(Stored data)
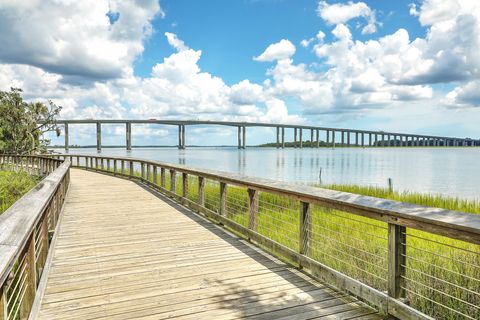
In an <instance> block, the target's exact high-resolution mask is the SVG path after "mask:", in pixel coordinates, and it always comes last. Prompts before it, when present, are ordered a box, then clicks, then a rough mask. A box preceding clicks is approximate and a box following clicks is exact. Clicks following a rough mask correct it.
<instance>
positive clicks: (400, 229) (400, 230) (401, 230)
mask: <svg viewBox="0 0 480 320" xmlns="http://www.w3.org/2000/svg"><path fill="white" fill-rule="evenodd" d="M405 244H406V228H405V227H403V226H398V225H395V224H392V223H389V224H388V295H389V296H391V297H392V298H395V299H398V298H403V297H405V290H404V289H403V287H404V281H405V279H404V276H405V262H406V261H405V256H406V245H405Z"/></svg>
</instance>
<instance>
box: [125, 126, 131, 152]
mask: <svg viewBox="0 0 480 320" xmlns="http://www.w3.org/2000/svg"><path fill="white" fill-rule="evenodd" d="M125 141H126V145H127V150H132V123H131V122H127V123H126V124H125Z"/></svg>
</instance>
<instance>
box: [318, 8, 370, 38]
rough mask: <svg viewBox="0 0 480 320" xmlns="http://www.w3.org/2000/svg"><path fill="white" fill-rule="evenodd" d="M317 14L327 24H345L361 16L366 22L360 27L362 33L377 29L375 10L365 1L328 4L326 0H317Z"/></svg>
mask: <svg viewBox="0 0 480 320" xmlns="http://www.w3.org/2000/svg"><path fill="white" fill-rule="evenodd" d="M317 12H318V15H319V16H320V17H321V18H322V19H323V20H325V22H327V23H329V24H345V23H347V22H348V21H349V20H352V19H354V18H359V17H362V18H364V19H366V21H367V24H366V25H365V26H364V27H363V28H362V33H364V34H367V33H374V32H376V31H377V27H376V17H375V11H374V10H372V9H370V7H369V6H368V5H367V4H366V3H365V2H356V3H354V2H352V1H349V2H348V3H346V4H343V3H334V4H328V3H327V2H326V1H319V3H318V8H317Z"/></svg>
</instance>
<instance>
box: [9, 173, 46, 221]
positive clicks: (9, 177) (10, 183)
mask: <svg viewBox="0 0 480 320" xmlns="http://www.w3.org/2000/svg"><path fill="white" fill-rule="evenodd" d="M38 181H39V178H37V177H33V176H31V175H29V174H28V173H27V172H25V171H19V172H14V171H0V214H2V213H3V212H4V211H5V210H7V209H8V208H9V207H10V206H11V205H12V204H13V203H14V202H15V201H17V200H18V199H20V198H21V197H22V196H23V195H24V194H25V193H27V192H28V191H29V190H30V189H32V188H33V187H34V186H35V185H36V184H37V183H38Z"/></svg>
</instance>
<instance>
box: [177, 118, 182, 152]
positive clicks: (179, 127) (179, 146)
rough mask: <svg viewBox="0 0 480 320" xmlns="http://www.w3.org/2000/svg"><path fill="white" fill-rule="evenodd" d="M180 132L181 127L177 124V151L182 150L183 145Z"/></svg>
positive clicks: (181, 129) (181, 133) (181, 134)
mask: <svg viewBox="0 0 480 320" xmlns="http://www.w3.org/2000/svg"><path fill="white" fill-rule="evenodd" d="M182 130H183V128H182V125H181V124H179V125H178V149H182V145H183V143H182Z"/></svg>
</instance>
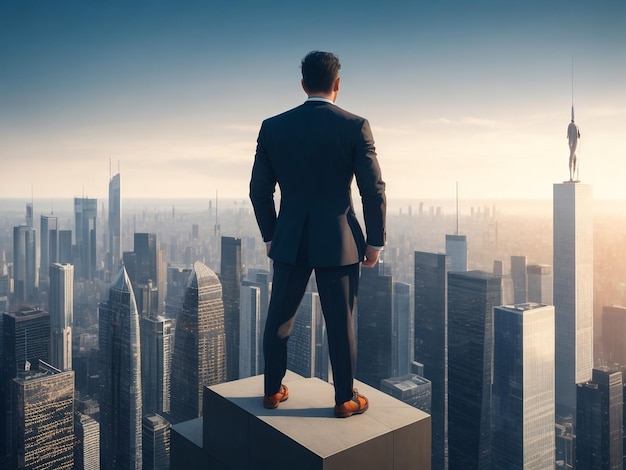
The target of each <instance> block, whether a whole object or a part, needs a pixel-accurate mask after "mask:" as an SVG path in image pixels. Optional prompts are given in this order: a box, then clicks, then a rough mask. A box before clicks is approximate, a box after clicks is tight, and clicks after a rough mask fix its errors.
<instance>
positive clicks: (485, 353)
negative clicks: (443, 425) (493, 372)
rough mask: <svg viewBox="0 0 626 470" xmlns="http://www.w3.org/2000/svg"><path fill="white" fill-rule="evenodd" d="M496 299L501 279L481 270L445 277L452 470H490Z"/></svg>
mask: <svg viewBox="0 0 626 470" xmlns="http://www.w3.org/2000/svg"><path fill="white" fill-rule="evenodd" d="M501 300H502V278H500V277H498V276H494V275H493V274H491V273H487V272H484V271H468V272H454V273H453V272H451V273H449V275H448V445H449V457H450V462H449V463H450V468H451V469H457V468H473V469H478V470H483V469H484V470H487V469H490V468H491V455H490V454H491V379H492V374H493V307H495V306H498V305H500V304H501ZM418 360H419V358H418ZM427 378H428V377H427Z"/></svg>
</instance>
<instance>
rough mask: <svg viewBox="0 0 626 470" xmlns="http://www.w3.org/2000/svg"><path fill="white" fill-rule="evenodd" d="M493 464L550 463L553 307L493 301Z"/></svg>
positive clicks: (552, 445) (553, 390)
mask: <svg viewBox="0 0 626 470" xmlns="http://www.w3.org/2000/svg"><path fill="white" fill-rule="evenodd" d="M493 360H494V370H493V387H492V390H493V397H492V399H493V406H492V410H493V416H492V431H493V435H492V446H491V449H492V468H503V469H504V468H506V469H510V470H515V469H517V470H524V469H528V468H532V469H536V470H553V469H554V460H555V455H554V439H555V433H554V420H555V414H554V307H553V306H551V305H550V306H547V305H539V304H535V303H524V304H519V305H514V306H502V307H495V309H494V359H493Z"/></svg>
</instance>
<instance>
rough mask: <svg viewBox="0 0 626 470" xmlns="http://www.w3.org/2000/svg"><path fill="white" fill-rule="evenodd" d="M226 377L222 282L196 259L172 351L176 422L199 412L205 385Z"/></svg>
mask: <svg viewBox="0 0 626 470" xmlns="http://www.w3.org/2000/svg"><path fill="white" fill-rule="evenodd" d="M225 381H226V343H225V335H224V304H223V303H222V286H221V284H220V281H219V279H218V278H217V276H216V275H215V273H214V272H213V271H211V270H210V269H209V268H207V267H206V266H205V265H204V264H202V263H201V262H199V261H196V262H195V263H194V265H193V269H192V271H191V273H190V274H189V278H188V279H187V286H186V289H185V295H184V299H183V306H182V308H181V310H180V312H179V313H178V318H177V321H176V332H175V334H174V353H173V355H172V393H171V413H172V415H173V417H174V418H175V419H176V420H177V422H181V421H187V420H190V419H194V418H197V417H199V416H202V390H203V388H204V386H205V385H207V386H208V385H215V384H218V383H221V382H225Z"/></svg>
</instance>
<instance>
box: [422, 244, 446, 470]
mask: <svg viewBox="0 0 626 470" xmlns="http://www.w3.org/2000/svg"><path fill="white" fill-rule="evenodd" d="M449 271H450V258H449V257H447V256H446V255H444V254H435V253H426V252H422V251H416V252H415V271H414V282H415V287H414V292H413V295H414V297H413V298H414V306H413V309H414V316H415V322H414V338H413V342H414V348H415V352H414V358H415V360H416V361H419V362H420V363H422V364H423V365H424V373H423V374H424V377H425V378H426V379H428V380H429V381H430V382H431V390H432V392H431V393H432V398H431V411H430V413H431V416H432V468H433V470H447V469H448V272H449Z"/></svg>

Task to complete
Omit the pictures. Transcribe every record exactly.

Your solution
In an <instance> block, the target's exact high-resolution mask is the SVG path after "mask:", in pixel coordinates, and it always comes last. Prompts before it, when present, are ordered a box, then clicks, then a rough mask. A box preceding clicks is approximate and a box following clicks is exact. Clicks following a rough mask correct it.
<instance>
positive clicks: (400, 229) (400, 230) (401, 230)
mask: <svg viewBox="0 0 480 320" xmlns="http://www.w3.org/2000/svg"><path fill="white" fill-rule="evenodd" d="M405 244H406V228H405V227H403V226H398V225H395V224H392V223H389V224H388V295H389V296H391V297H392V298H395V299H398V298H403V297H405V290H404V289H403V287H404V281H405V279H404V276H405V262H406V261H405V256H406V245H405Z"/></svg>
</instance>
<instance>
box: [125, 126, 131, 152]
mask: <svg viewBox="0 0 480 320" xmlns="http://www.w3.org/2000/svg"><path fill="white" fill-rule="evenodd" d="M125 141H126V145H127V150H132V123H131V122H127V123H126V124H125Z"/></svg>
</instance>
<instance>
box: [318, 8, 370, 38]
rough mask: <svg viewBox="0 0 480 320" xmlns="http://www.w3.org/2000/svg"><path fill="white" fill-rule="evenodd" d="M317 14L327 24H345L361 16L366 22L360 27L362 33L377 29L375 10L365 1L328 4L326 0H317Z"/></svg>
mask: <svg viewBox="0 0 480 320" xmlns="http://www.w3.org/2000/svg"><path fill="white" fill-rule="evenodd" d="M317 12H318V15H319V16H320V17H321V18H322V19H323V20H325V22H327V23H329V24H345V23H347V22H348V21H349V20H352V19H354V18H359V17H362V18H364V19H366V21H367V24H366V25H365V26H364V27H363V28H362V33H364V34H367V33H374V32H376V31H377V27H376V17H375V11H374V10H372V9H370V7H369V6H368V5H367V4H366V3H365V2H356V3H354V2H352V1H349V2H348V3H346V4H343V3H334V4H328V3H327V2H326V1H319V3H318V8H317Z"/></svg>
</instance>
<instance>
box: [9, 173, 46, 221]
positive clicks: (9, 177) (10, 183)
mask: <svg viewBox="0 0 480 320" xmlns="http://www.w3.org/2000/svg"><path fill="white" fill-rule="evenodd" d="M38 181H39V178H37V177H33V176H31V175H29V174H28V173H27V172H25V171H19V172H14V171H0V214H2V213H3V212H4V211H5V210H7V209H8V208H9V207H10V206H11V205H12V204H13V203H14V202H15V201H17V200H18V199H20V198H21V197H22V196H23V195H24V194H25V193H27V192H28V191H29V190H30V189H32V188H33V187H34V186H35V185H36V184H37V183H38Z"/></svg>
</instance>
<instance>
box: [177, 118, 182, 152]
positive clicks: (179, 127) (179, 146)
rough mask: <svg viewBox="0 0 480 320" xmlns="http://www.w3.org/2000/svg"><path fill="white" fill-rule="evenodd" d="M180 132L181 127L177 124V151L182 150L183 145Z"/></svg>
positive clicks: (181, 129) (181, 133) (181, 134)
mask: <svg viewBox="0 0 480 320" xmlns="http://www.w3.org/2000/svg"><path fill="white" fill-rule="evenodd" d="M182 130H183V128H182V125H181V124H179V125H178V149H182V145H183V143H182Z"/></svg>
</instance>
The target of each <instance> block, whether a whole object or a part, needs a pixel-accurate mask after "mask:" as an SVG path in image pixels. Optional prompts are given in this order: a box, then clicks, then a rough mask. A box before clicks is approximate, a box after clicks is tight, and clicks after a rough mask fix its errors.
<instance>
positive clicks: (485, 353)
negative clicks: (443, 425) (493, 372)
rough mask: <svg viewBox="0 0 626 470" xmlns="http://www.w3.org/2000/svg"><path fill="white" fill-rule="evenodd" d="M496 299L501 279L481 270L445 277L452 470H490Z"/></svg>
mask: <svg viewBox="0 0 626 470" xmlns="http://www.w3.org/2000/svg"><path fill="white" fill-rule="evenodd" d="M501 300H502V278H500V277H498V276H494V275H493V274H491V273H487V272H484V271H468V272H454V273H453V272H451V273H449V275H448V445H449V457H450V462H449V463H450V468H451V469H457V468H473V469H478V470H483V469H484V470H487V469H490V468H491V455H490V454H491V379H492V374H493V307H495V306H498V305H500V304H501ZM418 360H419V358H418ZM427 378H428V377H427Z"/></svg>
</instance>
<instance>
rough mask: <svg viewBox="0 0 626 470" xmlns="http://www.w3.org/2000/svg"><path fill="white" fill-rule="evenodd" d="M493 464L550 463L553 307L493 301Z"/></svg>
positive clicks: (552, 445) (553, 390)
mask: <svg viewBox="0 0 626 470" xmlns="http://www.w3.org/2000/svg"><path fill="white" fill-rule="evenodd" d="M493 360H494V370H493V387H492V390H493V397H492V399H493V406H492V410H493V416H492V431H493V435H492V446H491V449H492V468H503V469H504V468H506V469H510V470H515V469H517V470H524V469H528V468H532V469H536V470H553V469H554V460H555V455H554V439H555V433H554V420H555V414H554V307H553V306H551V305H550V306H547V305H539V304H535V303H524V304H519V305H514V306H502V307H495V309H494V359H493Z"/></svg>
</instance>
<instance>
rough mask: <svg viewBox="0 0 626 470" xmlns="http://www.w3.org/2000/svg"><path fill="white" fill-rule="evenodd" d="M226 377L222 282L196 259L172 351L176 422L199 412L205 385Z"/></svg>
mask: <svg viewBox="0 0 626 470" xmlns="http://www.w3.org/2000/svg"><path fill="white" fill-rule="evenodd" d="M225 381H226V343H225V335H224V304H223V303H222V286H221V284H220V281H219V279H218V278H217V276H216V275H215V273H214V272H213V271H211V270H210V269H209V268H207V267H206V266H205V265H204V264H202V263H201V262H199V261H196V262H195V263H194V265H193V269H192V271H191V273H190V274H189V278H188V279H187V286H186V289H185V295H184V299H183V306H182V308H181V310H180V312H179V313H178V318H177V321H176V332H175V334H174V353H173V355H172V393H171V413H172V415H173V417H174V418H175V419H176V420H177V422H181V421H187V420H190V419H194V418H197V417H199V416H202V390H203V388H204V386H205V385H207V386H208V385H215V384H218V383H221V382H225Z"/></svg>
</instance>
<instance>
box: [422, 244, 446, 470]
mask: <svg viewBox="0 0 626 470" xmlns="http://www.w3.org/2000/svg"><path fill="white" fill-rule="evenodd" d="M449 271H450V258H449V257H447V256H446V255H444V254H435V253H426V252H422V251H416V252H415V271H414V282H415V287H414V292H413V295H414V297H413V298H414V306H413V309H414V316H415V322H414V338H413V342H414V348H415V352H414V358H415V360H416V361H419V362H420V363H422V364H423V365H424V373H423V374H424V377H425V378H426V379H428V380H429V381H430V382H431V390H432V392H431V393H432V398H431V411H430V413H431V416H432V468H433V470H447V469H448V272H449Z"/></svg>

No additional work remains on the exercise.